*** LISTED ENTRIES Section Begins ***

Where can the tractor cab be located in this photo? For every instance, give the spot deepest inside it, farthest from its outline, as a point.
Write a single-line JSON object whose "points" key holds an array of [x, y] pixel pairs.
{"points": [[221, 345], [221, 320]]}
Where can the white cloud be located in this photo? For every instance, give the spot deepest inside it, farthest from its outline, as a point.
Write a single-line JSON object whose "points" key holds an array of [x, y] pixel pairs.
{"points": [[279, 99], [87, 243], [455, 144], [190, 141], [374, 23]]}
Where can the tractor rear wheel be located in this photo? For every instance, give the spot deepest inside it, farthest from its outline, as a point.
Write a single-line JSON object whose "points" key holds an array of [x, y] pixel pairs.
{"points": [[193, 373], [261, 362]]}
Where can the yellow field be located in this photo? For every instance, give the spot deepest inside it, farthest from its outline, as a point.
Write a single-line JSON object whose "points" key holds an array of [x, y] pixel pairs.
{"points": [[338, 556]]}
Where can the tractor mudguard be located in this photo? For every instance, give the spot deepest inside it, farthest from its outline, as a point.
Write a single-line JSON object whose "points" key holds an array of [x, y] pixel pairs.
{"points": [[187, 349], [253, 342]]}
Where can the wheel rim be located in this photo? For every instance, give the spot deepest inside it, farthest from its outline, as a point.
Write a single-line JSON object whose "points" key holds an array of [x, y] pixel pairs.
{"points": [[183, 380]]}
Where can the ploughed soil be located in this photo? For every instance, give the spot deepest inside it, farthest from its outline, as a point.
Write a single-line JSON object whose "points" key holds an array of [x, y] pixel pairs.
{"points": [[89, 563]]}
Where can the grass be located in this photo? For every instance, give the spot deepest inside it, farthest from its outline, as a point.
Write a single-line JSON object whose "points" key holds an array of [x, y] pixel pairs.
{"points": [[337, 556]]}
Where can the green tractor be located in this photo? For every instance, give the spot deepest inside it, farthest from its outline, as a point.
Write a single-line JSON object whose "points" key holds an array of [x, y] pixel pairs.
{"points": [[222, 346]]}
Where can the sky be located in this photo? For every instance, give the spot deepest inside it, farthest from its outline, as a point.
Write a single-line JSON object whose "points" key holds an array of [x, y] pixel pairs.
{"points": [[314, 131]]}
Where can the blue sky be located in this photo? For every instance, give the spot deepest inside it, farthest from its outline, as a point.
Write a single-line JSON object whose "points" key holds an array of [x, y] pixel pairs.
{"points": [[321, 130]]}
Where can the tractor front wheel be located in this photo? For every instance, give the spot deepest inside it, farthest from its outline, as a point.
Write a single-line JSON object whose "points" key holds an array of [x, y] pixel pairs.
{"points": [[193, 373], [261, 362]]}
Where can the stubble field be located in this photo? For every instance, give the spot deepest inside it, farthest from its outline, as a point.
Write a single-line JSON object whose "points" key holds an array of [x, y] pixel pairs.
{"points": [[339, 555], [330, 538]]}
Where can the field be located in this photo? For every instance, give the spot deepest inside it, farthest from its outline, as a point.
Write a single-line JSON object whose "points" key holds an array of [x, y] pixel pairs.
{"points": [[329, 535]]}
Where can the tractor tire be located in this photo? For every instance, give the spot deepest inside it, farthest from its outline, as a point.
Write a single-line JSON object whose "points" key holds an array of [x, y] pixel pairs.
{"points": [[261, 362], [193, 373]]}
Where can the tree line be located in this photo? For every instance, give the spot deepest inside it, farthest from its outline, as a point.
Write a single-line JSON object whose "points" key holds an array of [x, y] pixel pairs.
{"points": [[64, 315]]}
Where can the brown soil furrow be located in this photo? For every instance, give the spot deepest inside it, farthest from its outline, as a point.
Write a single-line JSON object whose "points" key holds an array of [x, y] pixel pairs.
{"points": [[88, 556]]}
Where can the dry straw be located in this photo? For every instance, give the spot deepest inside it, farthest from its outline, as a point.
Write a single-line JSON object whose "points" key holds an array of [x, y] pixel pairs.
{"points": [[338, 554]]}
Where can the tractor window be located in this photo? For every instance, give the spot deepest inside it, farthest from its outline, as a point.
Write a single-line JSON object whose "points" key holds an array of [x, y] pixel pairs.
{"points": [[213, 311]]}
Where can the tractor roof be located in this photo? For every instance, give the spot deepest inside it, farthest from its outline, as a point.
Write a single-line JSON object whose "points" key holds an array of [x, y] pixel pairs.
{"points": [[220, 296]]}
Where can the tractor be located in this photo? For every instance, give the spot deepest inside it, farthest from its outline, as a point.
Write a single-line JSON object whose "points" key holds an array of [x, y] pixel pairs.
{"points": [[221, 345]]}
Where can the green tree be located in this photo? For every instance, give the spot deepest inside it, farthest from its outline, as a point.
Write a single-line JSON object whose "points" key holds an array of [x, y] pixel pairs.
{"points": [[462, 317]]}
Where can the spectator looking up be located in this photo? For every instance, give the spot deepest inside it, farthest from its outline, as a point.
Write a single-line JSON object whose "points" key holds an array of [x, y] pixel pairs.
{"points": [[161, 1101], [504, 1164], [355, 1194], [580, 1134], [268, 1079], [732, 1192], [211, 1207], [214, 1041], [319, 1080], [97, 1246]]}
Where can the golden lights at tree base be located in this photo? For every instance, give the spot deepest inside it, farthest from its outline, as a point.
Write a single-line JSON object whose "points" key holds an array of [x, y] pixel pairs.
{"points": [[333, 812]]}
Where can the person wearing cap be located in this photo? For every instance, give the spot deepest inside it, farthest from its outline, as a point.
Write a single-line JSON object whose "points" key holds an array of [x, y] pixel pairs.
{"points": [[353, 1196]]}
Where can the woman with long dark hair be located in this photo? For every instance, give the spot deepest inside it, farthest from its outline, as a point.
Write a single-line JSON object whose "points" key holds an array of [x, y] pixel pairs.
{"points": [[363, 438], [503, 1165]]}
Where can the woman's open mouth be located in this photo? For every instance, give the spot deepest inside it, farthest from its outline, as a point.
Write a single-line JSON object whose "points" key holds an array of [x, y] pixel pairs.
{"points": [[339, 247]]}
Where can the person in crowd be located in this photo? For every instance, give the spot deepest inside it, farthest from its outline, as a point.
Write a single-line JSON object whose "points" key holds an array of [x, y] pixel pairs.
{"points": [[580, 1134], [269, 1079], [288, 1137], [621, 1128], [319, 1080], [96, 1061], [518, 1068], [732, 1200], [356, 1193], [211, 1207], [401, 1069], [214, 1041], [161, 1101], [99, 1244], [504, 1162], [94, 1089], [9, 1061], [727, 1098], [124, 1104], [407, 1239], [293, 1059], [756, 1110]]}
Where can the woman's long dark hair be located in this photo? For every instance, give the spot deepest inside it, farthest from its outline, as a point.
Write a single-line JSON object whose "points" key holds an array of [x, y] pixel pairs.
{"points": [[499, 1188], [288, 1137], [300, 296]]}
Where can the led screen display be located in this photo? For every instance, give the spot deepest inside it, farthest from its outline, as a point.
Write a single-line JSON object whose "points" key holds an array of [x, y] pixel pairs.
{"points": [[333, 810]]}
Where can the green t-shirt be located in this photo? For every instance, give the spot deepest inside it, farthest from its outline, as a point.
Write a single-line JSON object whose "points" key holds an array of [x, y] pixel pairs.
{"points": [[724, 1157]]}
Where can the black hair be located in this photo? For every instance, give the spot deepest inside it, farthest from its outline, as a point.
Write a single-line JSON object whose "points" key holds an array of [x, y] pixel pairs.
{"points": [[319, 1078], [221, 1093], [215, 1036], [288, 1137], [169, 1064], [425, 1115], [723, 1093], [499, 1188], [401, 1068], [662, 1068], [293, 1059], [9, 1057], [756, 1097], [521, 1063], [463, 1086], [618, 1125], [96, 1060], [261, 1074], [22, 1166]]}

*** LISTED ENTRIES Section Ends ***

Restate the material above word for word, leaving nothing out.

Where can the tractor cab be located in this photo? For every instance, give the spot deepest inside it, farthest from its outline, as a point.
Write a single-line JSON object whose "points" key holds an array of [x, y] pixel pairs.
{"points": [[221, 345], [221, 320]]}
Where can the white cloud be located in this photo? For every instance, give the spot deepest inside it, farthest from its outline, as a point.
Write a single-line JSON object whose "points" key holds an array of [x, y] pixel pairs.
{"points": [[279, 99], [87, 243], [455, 144], [190, 141], [374, 23]]}
Where can the tractor rear wheel be located in this photo? For every instance, give the spot deepest inside it, farthest from its outline, as a point.
Write a single-line JSON object whose "points" key holds an array of [x, y] pixel pairs.
{"points": [[193, 373], [261, 362]]}
Where can the yellow field be located in this photo? For every instance, give the spot deepest inside it, farthest from its outline, as a point.
Write a single-line JSON object whose "points" key holds an array of [x, y] pixel pairs.
{"points": [[338, 556]]}
Where can the tractor mudguard be located in this photo? For every instance, give the spot deepest inside it, farthest from its outline, as a point.
Write a single-line JSON object whose "points" key holds an array of [x, y] pixel pairs.
{"points": [[187, 349], [253, 342]]}
Where can the wheel rim be located in this photo? For every instance, give the spot deepest inside it, farthest from its outline, as a point.
Write a single-line JSON object whose "points" key holds an array of [x, y] pixel pairs.
{"points": [[183, 380]]}
Where can the ploughed soil be located in this photo? For every instance, give the spot deepest inside it, farthest from its outline, as a point.
Write a single-line JSON object whose "points" key holds an array of [x, y] pixel pairs.
{"points": [[89, 563]]}
Where can the grass be located in this photo? For every instance, give the spot deepest inside it, farthest from its outline, as a point.
Write a single-line JSON object whose "points" key holds an array of [x, y] pixel pairs.
{"points": [[337, 556]]}
Where can the green tractor be located in this photo? For every instance, give the spot deepest inside it, farthest from its outline, as a point.
Write a single-line JSON object whose "points" key holds an array of [x, y] pixel pairs.
{"points": [[222, 346]]}
Where can the sky be located in this photo? For every instance, give the spot deepest inside it, farthest from its outline, as a point.
Write a single-line JSON object whose "points" key holds an array of [x, y] pixel pairs.
{"points": [[314, 131]]}
Where can the blue sky be located in this photo? For every instance, give the spot deepest inside it, farthest from its outline, as a point.
Write a single-line JSON object whose "points" key holds an array of [x, y] pixel pairs.
{"points": [[321, 130]]}
Where can the tractor front wheel be located in this photo? For every instance, give the spot deepest inside it, farthest from its outline, as a point.
Write a single-line JSON object whose "points" key holds an array of [x, y] pixel pairs.
{"points": [[193, 373], [261, 362]]}
Where can the stubble field be located in this photo? For every instance, give the spot deepest inside it, farthest from its outline, as a point.
Write a single-line JSON object whose "points" key holds an array of [x, y] pixel pairs.
{"points": [[339, 555], [330, 538]]}
Where can the field be located in this photo? For every instance, give the spot deepest inside it, farthest from its outline, as a point.
Write a single-line JSON object whose "points" key holds an array of [x, y] pixel pairs.
{"points": [[329, 535]]}
Where can the tractor tire be located in this photo? For every instance, give the spot deepest inside it, farthest from its outline, as a point.
Write a single-line JSON object whose "points" key holds an array of [x, y] pixel pairs.
{"points": [[261, 362], [193, 373]]}
Where can the tree line be located in this photo? For every instance, give the spot deepest inside it, farthest from its outline, as a point.
Write a single-line JSON object whose "points" key holds an array of [x, y] pixel pairs.
{"points": [[64, 315]]}
Where can the brown soil furrow be located in this photo? For every instance, give the spot deepest inside it, farthest from its outline, as a point.
Write a single-line JSON object whose "points" key holds an array of [x, y] pixel pairs.
{"points": [[88, 556]]}
Where can the dry straw be located in this photo? For every instance, give the spot deepest inside it, farthest from its outline, as a point.
Write a single-line JSON object whose "points" key holds an array of [x, y] pixel pairs.
{"points": [[338, 554]]}
Where can the tractor window be located in this photo? For every instance, give the spot deepest inside it, farthest from its outline, as a point.
Write a single-line JSON object whose "points" key holds an array of [x, y] pixel pairs.
{"points": [[213, 311]]}
Where can the tractor roof be located in this photo? For every instance, give the spot deepest inside it, farthest from its outline, as a point.
Write a single-line JSON object whose "points" key holds an array of [x, y] pixel pairs.
{"points": [[220, 296]]}
Where can the tractor be located in this photo? For every instance, give the spot deepest inside it, farthest from its outline, as a point.
Write a single-line JSON object whose "points" key holds an array of [x, y] pixel pairs.
{"points": [[221, 345]]}
Where can the green tree be located in this photo? For every instance, give the spot deepest inside it, farthest from its outline, as a point.
Write a single-line JSON object whose "points" key holds an array of [x, y] pixel pairs.
{"points": [[462, 317]]}
Where can the spectator looking up be located in this photo? For every instance, give the spot deepest inside it, farthest from its outline, as a point.
Write a single-line JSON object whose "points" key holds an array of [x, y] pixel pairs.
{"points": [[161, 1101], [504, 1164], [355, 1194], [580, 1134], [268, 1079], [732, 1192], [211, 1207], [214, 1041], [319, 1080], [97, 1246]]}
Where can the golden lights at tree base be located in this photo? For every instance, give the spot deepest inside it, farthest from its outline, as a point.
Write a single-line JSON object whose "points" key holds an array of [x, y] pixel pairs.
{"points": [[333, 812]]}
Where can the person wearing cap be located in this photo? For every instance, give the spot deepest inside it, farthest from its outline, as a point.
Write a single-line JSON object whose "points" key holds an array of [x, y] pixel pairs.
{"points": [[353, 1196]]}
Where can the woman with long dark hair be located in this photo? For every instance, give the spot deepest inside it, farthest from its outline, as a point.
Write a single-line JSON object whose "points" key holds an array of [x, y] pixel pairs.
{"points": [[363, 438], [503, 1165]]}
Where can the woman's open mouth be located in this photo? For every instance, give the spot deepest inside it, farthest from its outline, as a point.
Write a single-line JSON object whose "points" key holds an array of [x, y] pixel pairs.
{"points": [[339, 247]]}
Where can the person in crowd be located in this photo? For every instance, give the spot deepest inside it, farthest from its outline, as a point.
Write a single-line JSON object whose "points" key holds an array of [x, y] pixel pairs.
{"points": [[580, 1134], [269, 1079], [288, 1137], [621, 1128], [319, 1080], [96, 1061], [518, 1068], [732, 1200], [356, 1193], [211, 1207], [401, 1069], [214, 1041], [161, 1101], [99, 1244], [504, 1162], [94, 1089], [9, 1061], [727, 1098], [124, 1104], [407, 1239], [293, 1059], [756, 1110]]}
Where can the woman's long dark hair be located in this photo? For every instance, give the spot deepest inside it, farthest from its outline, as a point.
Write a single-line JSON object whose "points" key holds an array of [x, y] pixel pairs.
{"points": [[499, 1188], [288, 1137], [300, 296]]}
Where can the led screen display be located in this photo? For every instance, give the spot deepest inside it, farthest from its outline, as a point.
Write a single-line JSON object whose "points" key holds an array of [x, y] pixel pairs.
{"points": [[333, 810]]}
Where can the green t-shirt be located in this photo? For every instance, give the spot deepest inside it, farthest from its outline, as a point.
Write a single-line JSON object whose "points" key holds an array of [x, y] pixel pairs.
{"points": [[724, 1157]]}
Where can the black hair be located in this photo? For every instance, give the spot deepest inside it, farthest from its outline, as a point.
Write a single-line JSON object whose "points" key holds an array of [x, y] pixel pairs.
{"points": [[319, 1078], [221, 1093], [215, 1036], [288, 1137], [169, 1064], [425, 1115], [723, 1093], [499, 1188], [401, 1068], [662, 1068], [293, 1059], [9, 1057], [756, 1097], [521, 1063], [463, 1086], [618, 1125], [96, 1060], [261, 1074], [22, 1166]]}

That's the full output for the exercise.